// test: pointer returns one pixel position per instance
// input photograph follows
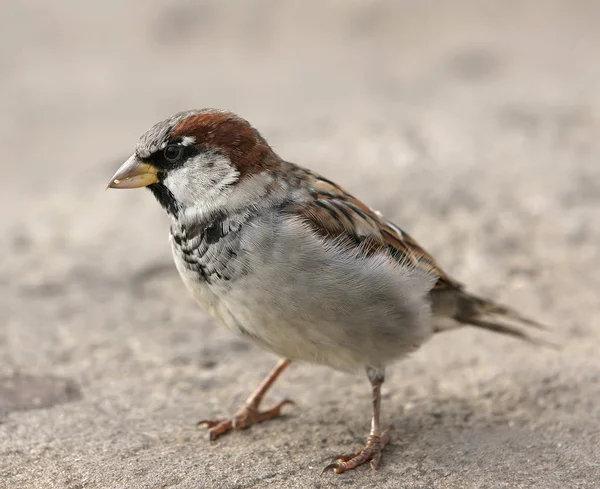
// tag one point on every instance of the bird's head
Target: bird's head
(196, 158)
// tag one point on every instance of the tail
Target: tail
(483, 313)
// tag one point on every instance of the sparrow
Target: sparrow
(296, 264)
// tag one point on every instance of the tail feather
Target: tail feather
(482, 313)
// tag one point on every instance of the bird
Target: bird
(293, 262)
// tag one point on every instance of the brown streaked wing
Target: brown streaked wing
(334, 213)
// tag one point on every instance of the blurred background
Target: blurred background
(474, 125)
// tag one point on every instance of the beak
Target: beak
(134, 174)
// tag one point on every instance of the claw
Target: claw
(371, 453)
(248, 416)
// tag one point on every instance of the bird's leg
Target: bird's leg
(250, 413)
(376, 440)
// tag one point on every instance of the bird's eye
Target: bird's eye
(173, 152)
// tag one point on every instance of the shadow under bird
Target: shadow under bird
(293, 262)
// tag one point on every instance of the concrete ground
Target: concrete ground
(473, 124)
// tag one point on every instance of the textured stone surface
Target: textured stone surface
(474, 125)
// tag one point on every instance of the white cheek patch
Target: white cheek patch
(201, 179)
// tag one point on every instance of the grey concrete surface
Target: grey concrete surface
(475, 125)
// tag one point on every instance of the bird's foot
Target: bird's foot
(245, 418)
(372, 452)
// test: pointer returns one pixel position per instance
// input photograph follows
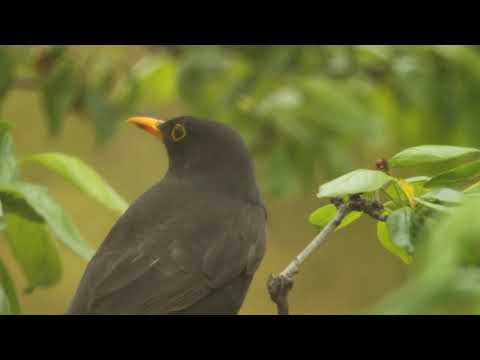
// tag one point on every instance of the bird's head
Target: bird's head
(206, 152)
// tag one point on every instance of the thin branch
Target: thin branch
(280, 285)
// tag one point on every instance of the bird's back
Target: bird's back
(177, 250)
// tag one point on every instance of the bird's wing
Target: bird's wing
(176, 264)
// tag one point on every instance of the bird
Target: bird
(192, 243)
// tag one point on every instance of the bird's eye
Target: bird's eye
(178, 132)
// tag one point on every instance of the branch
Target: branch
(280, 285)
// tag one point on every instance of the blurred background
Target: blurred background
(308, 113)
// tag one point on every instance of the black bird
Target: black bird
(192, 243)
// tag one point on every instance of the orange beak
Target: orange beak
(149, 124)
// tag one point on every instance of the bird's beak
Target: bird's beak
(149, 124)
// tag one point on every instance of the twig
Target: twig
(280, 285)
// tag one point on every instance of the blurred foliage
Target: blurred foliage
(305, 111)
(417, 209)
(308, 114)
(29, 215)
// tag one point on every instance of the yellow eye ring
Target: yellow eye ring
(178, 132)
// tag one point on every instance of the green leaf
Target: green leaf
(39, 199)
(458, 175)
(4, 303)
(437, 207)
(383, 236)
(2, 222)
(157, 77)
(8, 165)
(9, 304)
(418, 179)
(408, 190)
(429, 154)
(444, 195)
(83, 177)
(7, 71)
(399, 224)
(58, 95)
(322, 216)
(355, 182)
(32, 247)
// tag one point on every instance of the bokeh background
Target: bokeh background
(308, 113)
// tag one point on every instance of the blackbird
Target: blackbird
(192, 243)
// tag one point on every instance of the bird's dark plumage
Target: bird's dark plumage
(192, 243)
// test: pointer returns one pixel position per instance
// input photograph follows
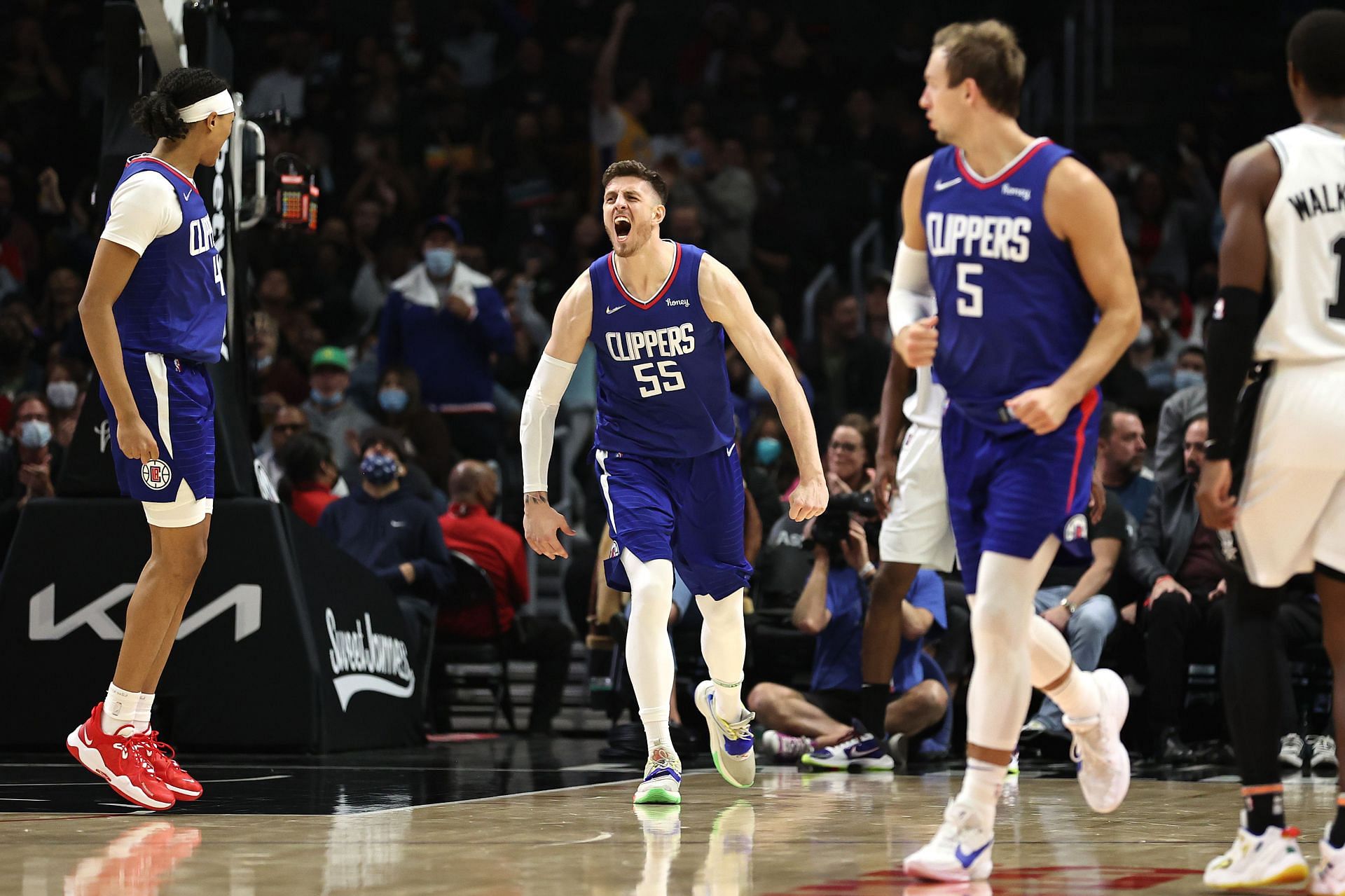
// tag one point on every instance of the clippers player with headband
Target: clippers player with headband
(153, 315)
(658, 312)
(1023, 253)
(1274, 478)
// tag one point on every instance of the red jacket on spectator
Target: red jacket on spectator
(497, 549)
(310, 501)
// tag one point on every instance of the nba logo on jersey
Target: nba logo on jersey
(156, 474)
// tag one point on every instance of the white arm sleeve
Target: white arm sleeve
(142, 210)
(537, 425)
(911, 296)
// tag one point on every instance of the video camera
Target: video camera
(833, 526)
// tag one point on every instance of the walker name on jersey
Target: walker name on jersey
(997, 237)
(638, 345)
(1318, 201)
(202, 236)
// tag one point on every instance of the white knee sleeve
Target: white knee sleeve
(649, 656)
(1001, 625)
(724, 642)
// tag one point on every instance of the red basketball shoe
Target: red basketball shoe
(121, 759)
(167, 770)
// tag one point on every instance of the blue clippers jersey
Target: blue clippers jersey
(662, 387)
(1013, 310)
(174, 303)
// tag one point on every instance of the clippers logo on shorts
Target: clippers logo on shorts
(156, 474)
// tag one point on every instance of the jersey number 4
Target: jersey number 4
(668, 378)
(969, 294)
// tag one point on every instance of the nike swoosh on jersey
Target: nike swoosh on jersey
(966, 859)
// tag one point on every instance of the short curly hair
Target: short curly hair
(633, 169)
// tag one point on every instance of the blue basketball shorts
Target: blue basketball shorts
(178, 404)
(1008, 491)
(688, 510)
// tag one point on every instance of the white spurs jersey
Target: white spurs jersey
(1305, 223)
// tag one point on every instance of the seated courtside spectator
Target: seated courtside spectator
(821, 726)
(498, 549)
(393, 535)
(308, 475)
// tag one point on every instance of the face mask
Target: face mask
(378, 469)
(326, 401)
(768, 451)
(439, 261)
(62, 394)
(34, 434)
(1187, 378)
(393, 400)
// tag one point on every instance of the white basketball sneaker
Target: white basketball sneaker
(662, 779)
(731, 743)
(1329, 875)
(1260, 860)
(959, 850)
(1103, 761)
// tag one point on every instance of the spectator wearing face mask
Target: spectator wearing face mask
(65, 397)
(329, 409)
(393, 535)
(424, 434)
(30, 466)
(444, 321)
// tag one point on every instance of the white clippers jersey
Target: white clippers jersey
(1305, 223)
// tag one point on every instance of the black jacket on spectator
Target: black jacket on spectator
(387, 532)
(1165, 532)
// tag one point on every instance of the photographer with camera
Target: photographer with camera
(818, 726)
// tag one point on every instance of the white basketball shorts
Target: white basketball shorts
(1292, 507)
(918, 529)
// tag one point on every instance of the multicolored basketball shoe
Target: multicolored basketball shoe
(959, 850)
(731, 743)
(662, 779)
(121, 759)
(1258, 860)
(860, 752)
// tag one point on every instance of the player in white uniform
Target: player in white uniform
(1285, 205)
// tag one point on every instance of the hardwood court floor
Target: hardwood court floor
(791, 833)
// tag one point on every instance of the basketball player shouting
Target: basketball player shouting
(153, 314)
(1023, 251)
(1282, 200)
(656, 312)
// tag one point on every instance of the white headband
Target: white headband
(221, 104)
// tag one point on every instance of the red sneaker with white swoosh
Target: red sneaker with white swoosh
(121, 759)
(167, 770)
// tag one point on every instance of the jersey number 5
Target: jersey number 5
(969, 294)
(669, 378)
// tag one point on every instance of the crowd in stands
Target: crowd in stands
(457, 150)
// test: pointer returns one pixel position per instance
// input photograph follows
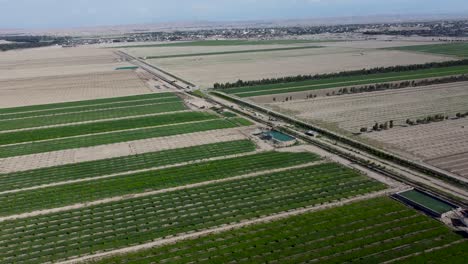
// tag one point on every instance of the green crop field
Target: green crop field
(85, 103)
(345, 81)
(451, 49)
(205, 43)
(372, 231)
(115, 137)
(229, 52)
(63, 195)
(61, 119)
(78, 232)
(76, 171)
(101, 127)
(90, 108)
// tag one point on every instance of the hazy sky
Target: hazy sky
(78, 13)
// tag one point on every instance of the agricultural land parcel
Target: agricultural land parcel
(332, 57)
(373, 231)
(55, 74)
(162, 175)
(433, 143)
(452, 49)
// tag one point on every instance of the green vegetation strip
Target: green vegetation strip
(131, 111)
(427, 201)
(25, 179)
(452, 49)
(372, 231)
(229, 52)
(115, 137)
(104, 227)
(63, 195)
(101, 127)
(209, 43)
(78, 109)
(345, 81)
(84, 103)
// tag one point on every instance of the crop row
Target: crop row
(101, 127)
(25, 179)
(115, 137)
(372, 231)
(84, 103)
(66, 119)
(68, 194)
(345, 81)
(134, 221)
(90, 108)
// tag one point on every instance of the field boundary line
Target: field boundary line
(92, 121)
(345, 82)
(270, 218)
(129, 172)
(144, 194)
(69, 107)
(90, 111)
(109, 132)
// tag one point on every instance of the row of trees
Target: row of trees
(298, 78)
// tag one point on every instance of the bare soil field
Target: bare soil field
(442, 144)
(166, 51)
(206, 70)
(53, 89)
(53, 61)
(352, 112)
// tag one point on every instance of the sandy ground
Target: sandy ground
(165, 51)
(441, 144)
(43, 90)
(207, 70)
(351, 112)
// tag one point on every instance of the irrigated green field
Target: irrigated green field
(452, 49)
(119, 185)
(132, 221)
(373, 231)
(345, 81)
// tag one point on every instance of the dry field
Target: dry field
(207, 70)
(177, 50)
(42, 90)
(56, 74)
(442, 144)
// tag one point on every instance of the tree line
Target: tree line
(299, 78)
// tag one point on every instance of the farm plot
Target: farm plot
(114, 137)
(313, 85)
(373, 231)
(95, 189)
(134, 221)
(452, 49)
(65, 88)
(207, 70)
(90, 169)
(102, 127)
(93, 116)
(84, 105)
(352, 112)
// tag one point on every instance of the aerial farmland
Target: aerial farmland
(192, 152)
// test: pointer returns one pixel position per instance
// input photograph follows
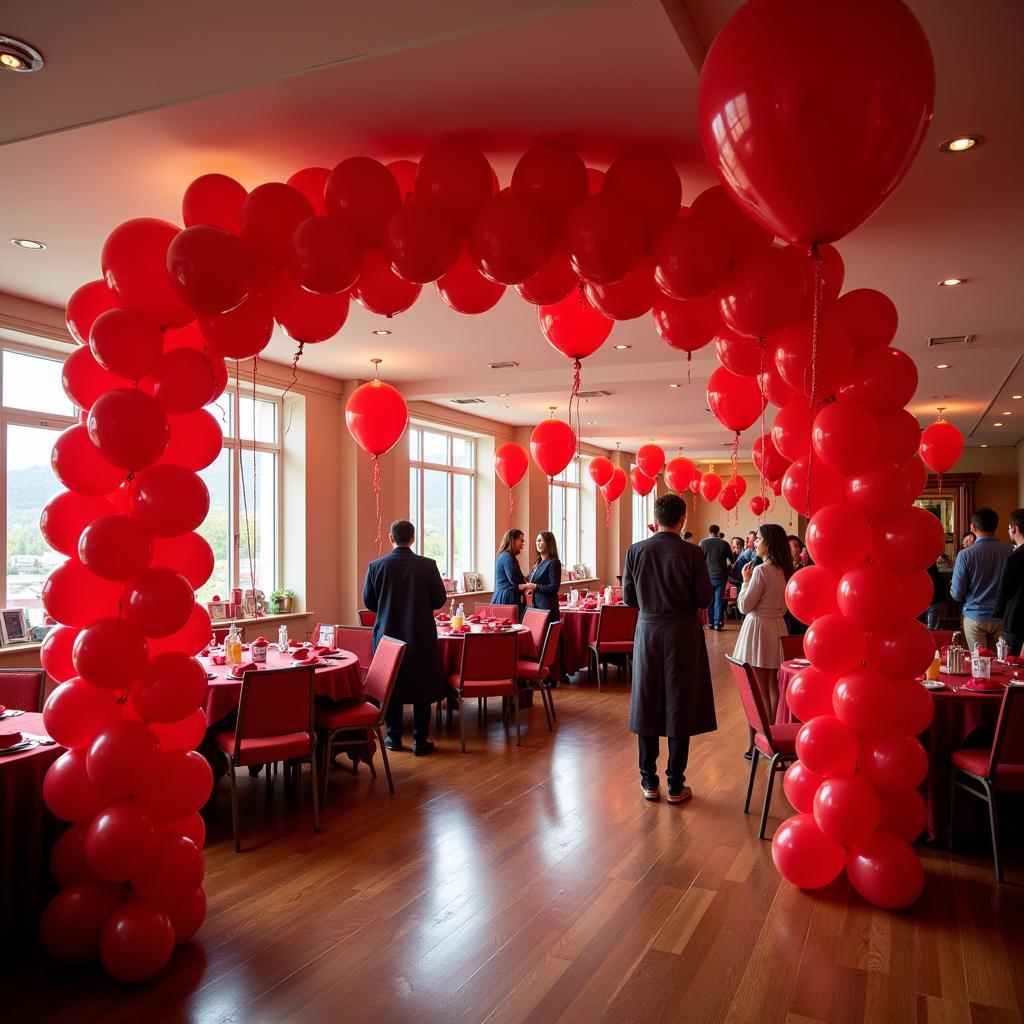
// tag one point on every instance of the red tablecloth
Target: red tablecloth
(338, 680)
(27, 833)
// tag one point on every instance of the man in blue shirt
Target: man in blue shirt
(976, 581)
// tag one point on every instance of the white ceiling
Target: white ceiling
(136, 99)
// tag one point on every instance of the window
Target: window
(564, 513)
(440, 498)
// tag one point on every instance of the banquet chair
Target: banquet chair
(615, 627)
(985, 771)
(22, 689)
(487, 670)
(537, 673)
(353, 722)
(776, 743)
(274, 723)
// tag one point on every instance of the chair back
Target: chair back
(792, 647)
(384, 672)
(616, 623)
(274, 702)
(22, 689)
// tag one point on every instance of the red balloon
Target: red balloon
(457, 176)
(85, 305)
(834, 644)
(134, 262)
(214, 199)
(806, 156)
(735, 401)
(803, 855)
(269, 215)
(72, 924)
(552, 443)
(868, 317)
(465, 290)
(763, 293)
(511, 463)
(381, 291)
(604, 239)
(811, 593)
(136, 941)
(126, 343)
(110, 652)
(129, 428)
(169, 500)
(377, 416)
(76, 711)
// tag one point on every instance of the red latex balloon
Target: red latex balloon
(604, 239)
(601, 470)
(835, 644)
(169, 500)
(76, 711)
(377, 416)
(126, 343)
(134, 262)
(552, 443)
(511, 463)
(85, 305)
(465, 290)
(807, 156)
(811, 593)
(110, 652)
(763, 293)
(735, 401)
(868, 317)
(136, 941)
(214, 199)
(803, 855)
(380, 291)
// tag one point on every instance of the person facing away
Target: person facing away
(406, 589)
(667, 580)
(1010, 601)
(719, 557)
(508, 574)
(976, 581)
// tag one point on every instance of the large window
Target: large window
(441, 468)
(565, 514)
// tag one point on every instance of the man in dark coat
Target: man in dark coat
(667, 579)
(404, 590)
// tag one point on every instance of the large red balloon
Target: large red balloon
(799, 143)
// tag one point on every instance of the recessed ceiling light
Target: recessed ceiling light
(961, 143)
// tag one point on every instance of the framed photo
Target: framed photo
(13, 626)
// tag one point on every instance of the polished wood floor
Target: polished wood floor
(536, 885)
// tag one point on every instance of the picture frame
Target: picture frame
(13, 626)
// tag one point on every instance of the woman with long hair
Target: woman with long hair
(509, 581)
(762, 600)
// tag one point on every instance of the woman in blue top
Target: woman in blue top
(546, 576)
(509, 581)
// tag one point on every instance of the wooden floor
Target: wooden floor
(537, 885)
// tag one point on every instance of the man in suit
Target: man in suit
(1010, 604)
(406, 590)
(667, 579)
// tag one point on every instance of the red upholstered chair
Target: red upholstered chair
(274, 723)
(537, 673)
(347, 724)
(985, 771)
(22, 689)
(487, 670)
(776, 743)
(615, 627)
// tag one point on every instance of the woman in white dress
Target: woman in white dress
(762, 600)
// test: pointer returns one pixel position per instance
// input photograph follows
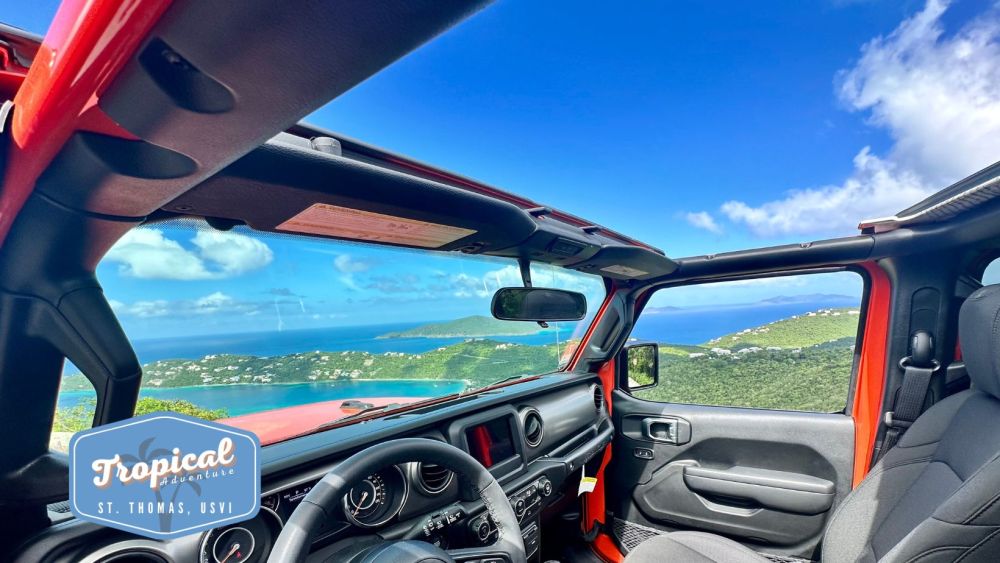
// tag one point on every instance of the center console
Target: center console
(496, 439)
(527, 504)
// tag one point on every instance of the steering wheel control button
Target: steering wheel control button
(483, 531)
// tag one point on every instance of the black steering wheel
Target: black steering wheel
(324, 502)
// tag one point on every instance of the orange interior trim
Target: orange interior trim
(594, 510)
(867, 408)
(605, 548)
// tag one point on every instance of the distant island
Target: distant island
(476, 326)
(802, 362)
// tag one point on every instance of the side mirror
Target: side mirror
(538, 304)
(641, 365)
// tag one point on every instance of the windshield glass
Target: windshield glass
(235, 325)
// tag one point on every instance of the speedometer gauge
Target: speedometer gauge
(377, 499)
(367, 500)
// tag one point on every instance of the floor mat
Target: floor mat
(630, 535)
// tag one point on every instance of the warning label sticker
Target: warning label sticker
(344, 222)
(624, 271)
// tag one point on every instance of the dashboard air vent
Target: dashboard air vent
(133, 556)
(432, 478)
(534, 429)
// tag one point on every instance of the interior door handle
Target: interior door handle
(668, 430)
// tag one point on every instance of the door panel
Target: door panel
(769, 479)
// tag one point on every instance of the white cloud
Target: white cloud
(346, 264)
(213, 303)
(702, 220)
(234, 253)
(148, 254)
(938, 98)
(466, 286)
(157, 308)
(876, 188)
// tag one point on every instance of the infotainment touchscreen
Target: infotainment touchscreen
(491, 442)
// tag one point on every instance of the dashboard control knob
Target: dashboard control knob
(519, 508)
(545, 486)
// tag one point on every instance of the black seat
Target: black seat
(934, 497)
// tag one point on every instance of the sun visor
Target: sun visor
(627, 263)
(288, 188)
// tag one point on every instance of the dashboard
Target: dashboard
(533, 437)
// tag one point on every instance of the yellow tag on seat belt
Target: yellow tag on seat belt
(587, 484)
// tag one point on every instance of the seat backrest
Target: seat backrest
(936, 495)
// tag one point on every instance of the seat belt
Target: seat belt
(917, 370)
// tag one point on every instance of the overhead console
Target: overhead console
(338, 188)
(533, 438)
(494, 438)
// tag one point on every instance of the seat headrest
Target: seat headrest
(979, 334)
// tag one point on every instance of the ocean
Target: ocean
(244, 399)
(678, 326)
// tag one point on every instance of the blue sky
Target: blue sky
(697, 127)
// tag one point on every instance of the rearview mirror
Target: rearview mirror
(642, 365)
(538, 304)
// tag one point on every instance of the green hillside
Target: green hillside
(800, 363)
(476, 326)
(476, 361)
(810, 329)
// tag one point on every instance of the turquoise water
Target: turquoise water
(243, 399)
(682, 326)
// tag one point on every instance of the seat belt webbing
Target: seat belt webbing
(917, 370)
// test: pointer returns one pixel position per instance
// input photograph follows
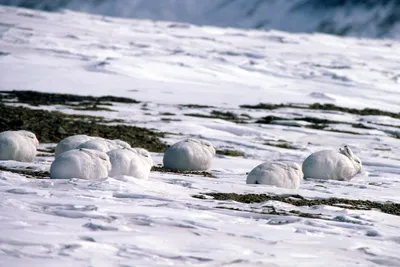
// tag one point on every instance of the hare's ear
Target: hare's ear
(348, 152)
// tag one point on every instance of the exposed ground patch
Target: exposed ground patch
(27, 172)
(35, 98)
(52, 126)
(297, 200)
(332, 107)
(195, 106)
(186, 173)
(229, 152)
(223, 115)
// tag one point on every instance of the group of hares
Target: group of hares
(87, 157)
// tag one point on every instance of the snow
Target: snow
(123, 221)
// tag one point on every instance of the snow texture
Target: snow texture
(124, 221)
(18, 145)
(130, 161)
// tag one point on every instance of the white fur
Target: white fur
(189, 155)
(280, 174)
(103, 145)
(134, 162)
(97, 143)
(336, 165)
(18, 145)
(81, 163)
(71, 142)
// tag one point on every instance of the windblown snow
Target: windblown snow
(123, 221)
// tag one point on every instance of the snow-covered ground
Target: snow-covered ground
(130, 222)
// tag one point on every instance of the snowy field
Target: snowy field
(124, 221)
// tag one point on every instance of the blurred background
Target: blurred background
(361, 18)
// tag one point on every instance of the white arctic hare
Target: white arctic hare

## Instructions to follow
Please extract the lines of the material above, from the line with "the white basketball shorts" to the line with "(1285, 205)", copying them exactly with both end lines included.

## Problem solution
// tag one point on every instance of the white basketball shorts
Target: white basketball shorts
(1292, 507)
(918, 529)
// tag one point on every instance of the multicolored basketball shoe
Target: multicolored basketball shoe
(959, 850)
(731, 743)
(662, 779)
(121, 759)
(1258, 860)
(860, 752)
// tag one point on every instance of the player in white uniform
Target: player in white uniform
(1285, 205)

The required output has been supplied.